*TASK TO COMPLETE*. Change every "supervisor" in the data below to "team lead", keeping everything else identical. Leave the pictures out of your answer.

──────── PROVIDED DATA ────────

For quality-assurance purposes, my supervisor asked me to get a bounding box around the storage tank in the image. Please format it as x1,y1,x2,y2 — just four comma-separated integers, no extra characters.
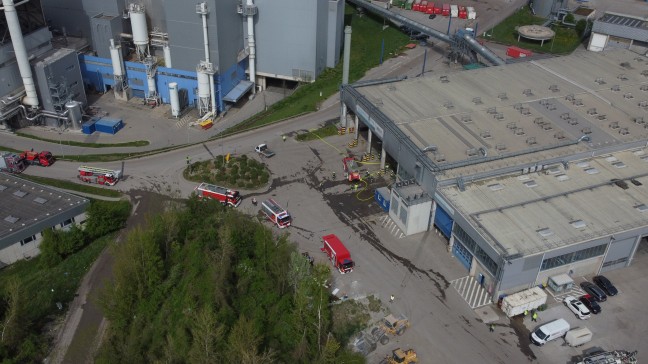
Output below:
197,70,209,98
65,100,82,130
128,4,148,55
169,82,180,118
110,39,124,77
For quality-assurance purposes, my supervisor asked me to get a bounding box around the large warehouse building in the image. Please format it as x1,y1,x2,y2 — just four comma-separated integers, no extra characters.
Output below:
342,49,648,299
0,173,90,268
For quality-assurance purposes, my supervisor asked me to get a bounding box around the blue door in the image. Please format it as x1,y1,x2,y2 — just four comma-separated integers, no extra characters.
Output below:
434,204,453,239
452,239,472,270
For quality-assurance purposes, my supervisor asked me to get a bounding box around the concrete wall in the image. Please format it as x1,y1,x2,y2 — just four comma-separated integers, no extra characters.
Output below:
326,0,344,68
255,0,326,81
0,28,52,96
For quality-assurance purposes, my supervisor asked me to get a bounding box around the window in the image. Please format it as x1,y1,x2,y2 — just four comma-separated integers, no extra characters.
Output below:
20,235,36,246
540,244,607,270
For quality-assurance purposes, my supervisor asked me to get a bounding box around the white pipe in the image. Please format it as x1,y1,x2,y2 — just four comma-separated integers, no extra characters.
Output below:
2,0,38,108
247,0,256,94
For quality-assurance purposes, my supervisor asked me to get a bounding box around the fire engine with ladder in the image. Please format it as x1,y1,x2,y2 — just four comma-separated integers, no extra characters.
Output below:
194,182,241,207
261,199,292,229
77,166,121,186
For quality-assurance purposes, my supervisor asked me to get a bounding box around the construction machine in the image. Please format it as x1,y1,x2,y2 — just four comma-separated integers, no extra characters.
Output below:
380,348,418,364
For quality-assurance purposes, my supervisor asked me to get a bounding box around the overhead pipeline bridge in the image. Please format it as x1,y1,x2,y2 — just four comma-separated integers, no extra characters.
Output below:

────────

*REPLY*.
For quality-assurance purposes, my team lead asked me to get a bounding box around the storage tank in the image. Please format it as x1,y1,x2,y2 — just four comma-separated integers, no extra characters.
Output below:
197,70,209,98
65,100,82,130
128,4,148,55
169,82,180,118
110,39,124,77
For quality-assurance purposes, my team lead asked me to get a bounding box around the large warehouse building in the image. Please format it as x1,y1,x2,y2 — just four comma-separated integers, no extra characters.
Output below:
342,49,648,299
0,173,90,268
For quality-assurance purposes, my team lead asked me to get a bounding box around the blue door in the image. Please format it as x1,y1,x2,y2 — just four comma-separated integers, no extra characters.
Output below:
434,204,453,239
452,239,472,270
For quality-assurance purposes, my team lead asked me to get a bounding box around the concrete wall in the image. Please format it as x1,y1,x2,y2 — just four comma-separated integers, no extra characters.
Output below:
326,0,344,68
255,0,326,81
0,28,52,96
For quality-assurance purposes, my team lead asked me to get a bounding box around the window in the image. Please format it as x1,y1,x2,y2 — just four comma-separated integers, no extra characters.
Output below:
20,235,36,246
540,244,607,270
For quality-assurance purposes, my team lead asked me to get a bounding box around the white pipe in the image. Please format it as x1,y1,x2,y2 — just four comma-separated integers, no extra characters.
Output below:
2,0,38,108
247,0,256,94
For quality-assurance purposes, my team lead asked me to get a bounding box around the fire engine with ladder in the image. Please format it as x1,y1,x2,y2 — just four comma-separated integers, no extra characters.
Output below:
194,182,241,207
261,199,292,229
77,166,121,186
For quality-assurance purposes, my team lead asked me to get a bounding box around the construction machine in the image. Please format it as x1,y1,x2,y2 — just four comma-separated integers, no extra characters.
Output below:
380,348,418,364
For quality-assurance purposes, my team lead asked me to get a bounding box around the overhead pipeline bridge in the image. Please format it as x1,y1,x2,y2 — just four comma-separated integers, no extra characters.
Output below:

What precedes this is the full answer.